Problem to work on: Could you reproduce the listing below word for word, from the first line to the last?

Data shown:
§
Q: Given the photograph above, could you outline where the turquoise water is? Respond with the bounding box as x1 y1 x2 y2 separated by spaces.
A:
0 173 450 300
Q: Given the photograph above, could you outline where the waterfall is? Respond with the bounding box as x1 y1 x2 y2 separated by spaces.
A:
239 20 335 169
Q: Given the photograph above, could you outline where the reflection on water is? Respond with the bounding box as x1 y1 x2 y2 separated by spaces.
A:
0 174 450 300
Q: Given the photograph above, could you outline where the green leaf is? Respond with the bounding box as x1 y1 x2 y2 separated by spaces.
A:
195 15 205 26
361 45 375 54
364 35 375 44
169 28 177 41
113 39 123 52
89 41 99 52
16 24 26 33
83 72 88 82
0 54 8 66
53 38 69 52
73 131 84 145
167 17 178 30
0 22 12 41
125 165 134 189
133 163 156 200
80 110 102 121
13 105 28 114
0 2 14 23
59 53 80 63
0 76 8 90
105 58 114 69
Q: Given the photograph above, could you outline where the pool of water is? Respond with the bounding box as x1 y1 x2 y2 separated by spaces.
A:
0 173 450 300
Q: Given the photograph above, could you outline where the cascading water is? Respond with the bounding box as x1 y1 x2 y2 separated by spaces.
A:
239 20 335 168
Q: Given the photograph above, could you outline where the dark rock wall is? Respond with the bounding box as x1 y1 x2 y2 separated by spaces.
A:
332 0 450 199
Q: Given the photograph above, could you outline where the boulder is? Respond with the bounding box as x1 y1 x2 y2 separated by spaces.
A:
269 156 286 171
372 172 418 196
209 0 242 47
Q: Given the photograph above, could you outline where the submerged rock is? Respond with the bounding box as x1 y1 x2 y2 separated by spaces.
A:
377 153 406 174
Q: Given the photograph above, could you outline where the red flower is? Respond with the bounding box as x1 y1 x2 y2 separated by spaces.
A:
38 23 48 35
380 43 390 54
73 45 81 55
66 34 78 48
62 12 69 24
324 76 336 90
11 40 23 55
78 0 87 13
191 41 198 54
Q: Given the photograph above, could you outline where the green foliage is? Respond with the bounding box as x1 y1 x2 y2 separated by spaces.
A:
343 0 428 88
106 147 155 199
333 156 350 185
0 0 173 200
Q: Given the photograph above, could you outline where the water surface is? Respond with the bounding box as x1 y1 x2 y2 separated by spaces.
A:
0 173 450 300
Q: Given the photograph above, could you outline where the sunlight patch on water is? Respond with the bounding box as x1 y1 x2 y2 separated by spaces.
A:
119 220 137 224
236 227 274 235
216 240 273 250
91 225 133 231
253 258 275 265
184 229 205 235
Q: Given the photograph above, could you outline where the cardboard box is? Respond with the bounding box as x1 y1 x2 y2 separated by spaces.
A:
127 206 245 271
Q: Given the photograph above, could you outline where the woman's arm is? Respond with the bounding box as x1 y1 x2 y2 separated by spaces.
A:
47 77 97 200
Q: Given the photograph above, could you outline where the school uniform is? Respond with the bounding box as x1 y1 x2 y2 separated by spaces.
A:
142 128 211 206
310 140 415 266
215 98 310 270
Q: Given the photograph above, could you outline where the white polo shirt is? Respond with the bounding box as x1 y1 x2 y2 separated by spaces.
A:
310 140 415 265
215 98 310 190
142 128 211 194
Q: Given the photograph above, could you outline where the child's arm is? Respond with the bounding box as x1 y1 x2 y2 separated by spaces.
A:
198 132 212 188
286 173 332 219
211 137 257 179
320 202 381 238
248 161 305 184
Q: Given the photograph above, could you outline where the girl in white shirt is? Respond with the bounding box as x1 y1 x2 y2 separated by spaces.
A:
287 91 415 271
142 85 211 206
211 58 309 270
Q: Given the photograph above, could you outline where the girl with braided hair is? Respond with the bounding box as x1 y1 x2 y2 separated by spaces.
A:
§
Result:
Q: Given the photograph above, could you outline where the turquoise water is? Respond with the bounding box as x1 y1 x2 y2 separated by spaces.
A:
0 173 450 300
Q: Given the photograph above, could you outline where the waterfall is? Respond with the bounding box as x1 y1 x2 y2 separated by spaces.
A:
239 20 335 169
Q: Given the photograph above, could you outline where the reflection on water is? Respond with the bounding box as x1 y1 x2 y2 separated by spaces.
A:
0 174 450 300
Q: Given the photograph above, could you outline where the green leaf is? Respond with the bounding box as x1 y1 x2 y2 separated by spaces.
A:
195 15 205 26
361 45 375 54
364 35 375 44
169 28 177 41
113 39 123 52
89 41 99 52
16 24 26 33
83 72 88 82
0 54 8 66
53 38 69 52
73 131 84 145
167 17 178 30
0 22 12 41
125 165 134 189
133 163 156 200
80 110 102 121
13 105 28 114
0 2 14 23
59 53 80 63
0 76 8 90
105 58 114 69
Q: Given the photograph above, could you outline where the pool of water is? Respond with the bounding box as x1 y1 x2 y2 separated by spaces.
A:
0 173 450 300
Q: Given the photograph above, could you outline where the cascading water is? Respond with the bounding box as x1 y1 x2 y2 separated by spaces.
A:
239 20 335 168
Q: Given the photograph above, could you outline where the dark rock wall is? Respond with the bounding box as x1 y1 x2 y2 separated by spaces.
A:
332 0 450 199
Q: Given the photograph above, could you outline where the boulder is? Respond with the bounding box as x1 y1 x2 y2 separated by spaces.
A:
269 156 286 171
372 172 418 196
209 0 242 47
Q: Given the photograph above, could you outline where the submerged rock is? Respond with the bounding box as x1 y1 x2 y2 separated by spaces.
A:
377 153 406 174
Q: Given the photograph above, could you outline where the red flower is? Respond with the bounding box as x1 y1 x2 y2 separated by spaces.
A:
38 23 48 35
380 43 390 54
73 45 81 55
66 34 78 48
62 12 69 24
324 76 336 90
11 40 23 55
78 0 87 13
191 41 198 54
Q: Given the photograph above, could you outline where the green foliage is? Respond with the bounding box as x1 y1 x2 y2 separated by spaces.
A:
343 0 428 88
106 147 155 199
333 156 350 185
0 0 173 200
Q: Given the photograph above, could you outline where the water surface is? Respond with the bounding box as x1 y1 x2 y2 separated by spaces.
A:
0 173 450 300
Q: Given the photograph above, could you outline where the sunlight patch on water is? Respond with the bounding box as x1 y1 x2 y2 separated by spaces.
A:
119 220 137 224
236 227 274 235
216 240 273 250
91 225 133 231
253 258 275 265
184 229 205 235
Q: Given the photograph above, could you outline where the cardboard box is? Respond with the bounding box as x1 y1 x2 y2 separated by spaces.
A:
127 206 245 271
Q: Given the photograph above, could you outline where the woman's arm is? Respond with the bounding box as x1 y1 x2 y2 separated by spaces.
A:
47 77 97 200
Q: Given the photograph above, could you outline where the school uniform is? Respond with the bounding box as x1 y1 x2 y2 separated by spaces.
A:
142 128 211 206
310 140 415 266
215 98 310 270
Q: Given the photograph above, could you outline where the white polo shirt is? Respond with the bounding box as x1 y1 x2 y2 separated by spaces.
A:
310 140 415 265
215 98 310 190
142 128 211 194
Q: Given the photograph above, could you outline where the child's arm is? Respond with the bounding box as x1 y1 x2 y2 separated by spaces.
A:
198 132 212 188
286 173 332 219
211 137 257 179
320 202 381 238
248 161 305 184
Q: Given the photograph above, could you outline where the girl in white shirt is? Respond with the bounding box as x1 y1 x2 y2 separated by spaces.
A:
287 91 415 271
142 85 211 206
211 58 309 270
Q: Given the photograph above, could you outline where the girl with braided hair is? Respond with the bounding box as x1 y1 x2 y2 separated by spaces.
A:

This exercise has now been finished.